Exercise aim
The answer is a single number: the count of lines in the records below that contain the word "tree".
================
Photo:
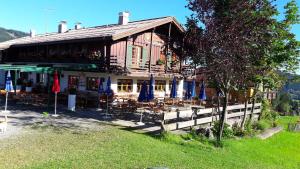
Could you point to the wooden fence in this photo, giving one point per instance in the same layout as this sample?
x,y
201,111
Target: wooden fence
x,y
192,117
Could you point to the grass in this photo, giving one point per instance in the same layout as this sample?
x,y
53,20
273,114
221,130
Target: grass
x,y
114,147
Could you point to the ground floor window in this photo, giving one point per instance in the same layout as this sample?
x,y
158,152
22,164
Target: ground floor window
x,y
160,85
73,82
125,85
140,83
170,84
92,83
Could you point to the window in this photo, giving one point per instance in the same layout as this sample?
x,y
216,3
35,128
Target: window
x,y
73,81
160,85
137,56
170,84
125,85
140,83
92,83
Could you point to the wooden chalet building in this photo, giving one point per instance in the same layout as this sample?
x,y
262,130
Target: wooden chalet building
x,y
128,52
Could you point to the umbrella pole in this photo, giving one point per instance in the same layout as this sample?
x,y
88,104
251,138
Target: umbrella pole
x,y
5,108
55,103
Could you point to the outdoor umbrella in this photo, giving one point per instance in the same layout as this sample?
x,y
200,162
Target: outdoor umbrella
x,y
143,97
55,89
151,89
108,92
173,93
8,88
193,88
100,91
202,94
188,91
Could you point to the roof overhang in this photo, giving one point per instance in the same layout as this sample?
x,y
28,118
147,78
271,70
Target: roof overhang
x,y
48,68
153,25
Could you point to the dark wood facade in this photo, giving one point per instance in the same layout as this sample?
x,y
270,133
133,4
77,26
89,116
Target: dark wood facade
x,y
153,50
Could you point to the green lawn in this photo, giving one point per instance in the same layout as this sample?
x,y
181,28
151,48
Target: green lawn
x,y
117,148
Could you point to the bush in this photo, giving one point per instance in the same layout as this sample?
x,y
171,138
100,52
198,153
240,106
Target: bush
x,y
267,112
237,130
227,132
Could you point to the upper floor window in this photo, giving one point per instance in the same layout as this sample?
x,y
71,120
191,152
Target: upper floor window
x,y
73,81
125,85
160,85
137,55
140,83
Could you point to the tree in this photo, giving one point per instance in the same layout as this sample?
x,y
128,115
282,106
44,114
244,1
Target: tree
================
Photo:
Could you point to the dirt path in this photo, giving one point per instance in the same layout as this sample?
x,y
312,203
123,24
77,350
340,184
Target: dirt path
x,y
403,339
================
Written solution
2